## Excerpted text

=======

The heraldic manticore influenced some Mannerist representations of the sin of Fraud, conceived as a monstrous chimera with a beautiful woman's face – for example, in Bronzino's allegory Venus, Cupid, Folly and Time (National Gallery, London), and more commonly in the decorative schemes called grotteschi (grotesque). From here it passed by way of Cesare Ripa's Iconologia into the seventeenth- and eighteenth-century French conception of a sphinx.

== Popular culture ==
In some modern depictions, such as in the tabletop role-playing game Dungeons & Dragons (D&D) and the card game Magic: The Gathering, manticores are depicted as having wings. They are more specifically given "wings of a dragon" in the implementation of D&D′s 5th edition, according to the Monster Manual (2014), (Note: Color illustration of the manticore by Jack Stella.) (Note: Another embellished feature of this D&D version is that a "bristling mane stretches down [its] back".) though an earlier version of the manual described them as "batlike wings".

=======

## Stored data entries

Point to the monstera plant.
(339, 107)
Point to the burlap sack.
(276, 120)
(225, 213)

=======

## Complete the following
1) In the manticore text, how did an earlier version of the D&D manual describe the creature's wings?
2) Extend the manticore text, beginning after its final sentence.
The data has no role in this.

## Answers below
1) As "batlike wings."

2)
In the animated sitcom television series Krapopolis, the character of Shlub is depicted as a "mantitaur" which is a half-centaur, half-manticore creature where he was the result of a union between a female centaur and a male manticore. In this show besides the fact that the manticores are depicted with dragon-like wings like other depictions of them, the manticores are shown to have dragon-like horns on their head.

In the animated film Onward Octavia Spencer plays "Corey" The Manticore, a manticore who is the proprietor of the Manticore's Tavern.